EXERCISE DESCRIPTION: Take the material below from its first line through the line containing "positive clicks: (136, 525)" and, please, write those lines again exactly.

(THE INPUT Opens)

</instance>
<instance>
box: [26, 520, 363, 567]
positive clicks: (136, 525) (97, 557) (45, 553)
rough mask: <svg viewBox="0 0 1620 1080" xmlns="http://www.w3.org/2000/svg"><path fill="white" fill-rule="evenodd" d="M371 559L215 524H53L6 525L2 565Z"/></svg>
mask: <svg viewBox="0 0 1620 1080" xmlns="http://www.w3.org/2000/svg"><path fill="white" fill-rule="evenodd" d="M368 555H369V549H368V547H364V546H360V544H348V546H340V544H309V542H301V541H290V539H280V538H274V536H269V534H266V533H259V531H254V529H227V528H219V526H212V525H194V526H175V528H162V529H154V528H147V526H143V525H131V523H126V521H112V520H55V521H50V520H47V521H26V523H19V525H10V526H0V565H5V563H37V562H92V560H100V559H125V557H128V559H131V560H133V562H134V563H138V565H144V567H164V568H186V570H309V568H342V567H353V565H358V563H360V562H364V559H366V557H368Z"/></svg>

(THE INPUT Closes)

TASK RESULT:
</instance>
<instance>
box: [26, 520, 363, 567]
positive clicks: (136, 525) (97, 557) (45, 553)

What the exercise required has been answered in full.